2003 : année Kitano ? Dolls était déjà très impressionnant. La sortie de Zatoichi à peine quelques mois plus tard est la preuve définitive du génie du cinéaste japonais et de son incroyable capacité de renouvellement. En reprenant à son compte un personnage traditionnel du film de sabre japonais, Takeshi Kitano bouleverse les codes du genres pour mieux se les réapproprier. Violent, drôle, musical, Zatoichi ne recule devant aucune audace. Un coup de maître.

Un bloc de données:
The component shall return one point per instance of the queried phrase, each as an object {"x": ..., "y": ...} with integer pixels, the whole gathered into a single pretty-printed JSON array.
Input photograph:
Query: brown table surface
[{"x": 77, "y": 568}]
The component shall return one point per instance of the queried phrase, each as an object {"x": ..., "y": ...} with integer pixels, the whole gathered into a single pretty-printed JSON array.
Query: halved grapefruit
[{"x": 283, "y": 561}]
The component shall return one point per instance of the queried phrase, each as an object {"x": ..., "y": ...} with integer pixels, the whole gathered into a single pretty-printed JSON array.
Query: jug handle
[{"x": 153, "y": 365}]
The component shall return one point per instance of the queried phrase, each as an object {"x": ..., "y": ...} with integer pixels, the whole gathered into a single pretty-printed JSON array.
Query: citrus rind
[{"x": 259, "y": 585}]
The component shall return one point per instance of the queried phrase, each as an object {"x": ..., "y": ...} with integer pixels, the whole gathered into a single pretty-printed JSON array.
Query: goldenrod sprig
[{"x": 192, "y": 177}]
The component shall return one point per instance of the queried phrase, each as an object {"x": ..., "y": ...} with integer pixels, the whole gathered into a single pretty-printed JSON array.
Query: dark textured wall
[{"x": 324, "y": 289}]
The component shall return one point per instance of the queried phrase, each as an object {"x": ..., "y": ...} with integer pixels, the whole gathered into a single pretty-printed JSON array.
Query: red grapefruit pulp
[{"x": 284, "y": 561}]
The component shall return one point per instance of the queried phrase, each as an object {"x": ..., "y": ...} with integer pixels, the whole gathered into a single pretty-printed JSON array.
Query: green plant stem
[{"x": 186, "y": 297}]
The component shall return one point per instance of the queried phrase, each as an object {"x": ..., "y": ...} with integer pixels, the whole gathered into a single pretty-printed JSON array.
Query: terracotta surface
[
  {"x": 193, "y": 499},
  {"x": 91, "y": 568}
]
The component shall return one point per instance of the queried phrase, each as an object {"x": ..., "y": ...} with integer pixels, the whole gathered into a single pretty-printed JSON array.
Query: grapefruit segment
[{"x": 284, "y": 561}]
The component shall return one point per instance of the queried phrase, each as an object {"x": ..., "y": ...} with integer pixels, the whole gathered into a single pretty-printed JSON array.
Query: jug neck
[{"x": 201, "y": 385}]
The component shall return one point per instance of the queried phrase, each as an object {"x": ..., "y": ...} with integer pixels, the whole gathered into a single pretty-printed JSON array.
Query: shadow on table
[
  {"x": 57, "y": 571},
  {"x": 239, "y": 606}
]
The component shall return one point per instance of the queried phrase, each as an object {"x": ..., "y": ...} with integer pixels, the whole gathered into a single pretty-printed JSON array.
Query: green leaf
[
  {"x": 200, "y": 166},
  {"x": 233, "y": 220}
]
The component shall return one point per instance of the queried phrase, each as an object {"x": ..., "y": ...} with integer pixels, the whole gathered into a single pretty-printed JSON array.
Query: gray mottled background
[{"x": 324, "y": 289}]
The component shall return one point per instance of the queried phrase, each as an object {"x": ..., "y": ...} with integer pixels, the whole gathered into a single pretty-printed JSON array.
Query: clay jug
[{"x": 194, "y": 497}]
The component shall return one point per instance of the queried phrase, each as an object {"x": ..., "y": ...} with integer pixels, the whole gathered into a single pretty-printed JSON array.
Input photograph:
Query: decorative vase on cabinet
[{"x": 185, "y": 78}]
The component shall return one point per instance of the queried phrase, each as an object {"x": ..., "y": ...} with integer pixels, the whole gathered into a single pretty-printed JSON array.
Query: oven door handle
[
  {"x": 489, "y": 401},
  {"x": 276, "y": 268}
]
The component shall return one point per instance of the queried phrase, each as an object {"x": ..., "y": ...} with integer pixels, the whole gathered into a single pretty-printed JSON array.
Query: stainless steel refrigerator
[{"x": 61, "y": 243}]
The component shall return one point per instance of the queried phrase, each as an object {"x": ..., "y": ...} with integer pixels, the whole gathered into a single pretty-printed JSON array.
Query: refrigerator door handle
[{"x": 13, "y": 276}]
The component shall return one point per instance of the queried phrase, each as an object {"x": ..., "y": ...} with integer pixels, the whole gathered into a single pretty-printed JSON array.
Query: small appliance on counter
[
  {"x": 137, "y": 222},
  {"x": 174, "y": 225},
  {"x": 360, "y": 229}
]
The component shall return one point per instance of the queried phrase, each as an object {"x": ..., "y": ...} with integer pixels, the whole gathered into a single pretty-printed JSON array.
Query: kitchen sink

TÂCHES:
1. Relevez chacune des lignes du bloc de données où figure le mot « handle ».
2. Rédigez la suite du texte sur le Zatoichi de Takeshi Kitano, en reprenant après sa dernière phrase.

RÉPONSES AUX TÂCHES:
1.
Query: jug handle
Query: oven door handle
Query: refrigerator door handle

2.
"Soyons désinvoltes. N’ayons l’air de rien." Takeshi Kitano et son nouveau personnage Zatoichi ne désavoueraient sûrement pas cette célèbre formule du groupe Noir désir. Dès la première scène du film, l’acteur-réalisateur apparaît assis tranquillement au bord d’un chemin. Les cheveux blonds, le masseur aveugle attend patiemment de savoir où va le mener sa route. Arrive un groupe d’hommes hostiles qui promettent une récompense à un jeune enfant s’il pique la canne de Zatoichi sans éveiller son attention. Le garçon se lance et réussit. Zatoichi n’a pas bougé d’un poil. L’enfant se voit pourtant refuser sa récompense. Le nouveau héros de Kitano ne paie pas de mine. A le voir, peu se douteraient qu’il est un farouche guerrier qui n’ignore rien du maniement de l’épée malgré son handicap physique. Après sa première nuit passée chez Madame Soumé, celle-ci lui demande sans attendre de réponses : "Comment un aveugle pourrait-il couper du bois ?" La réponse ne tarde pas dès la scène suivante. Pour le moins surprenante.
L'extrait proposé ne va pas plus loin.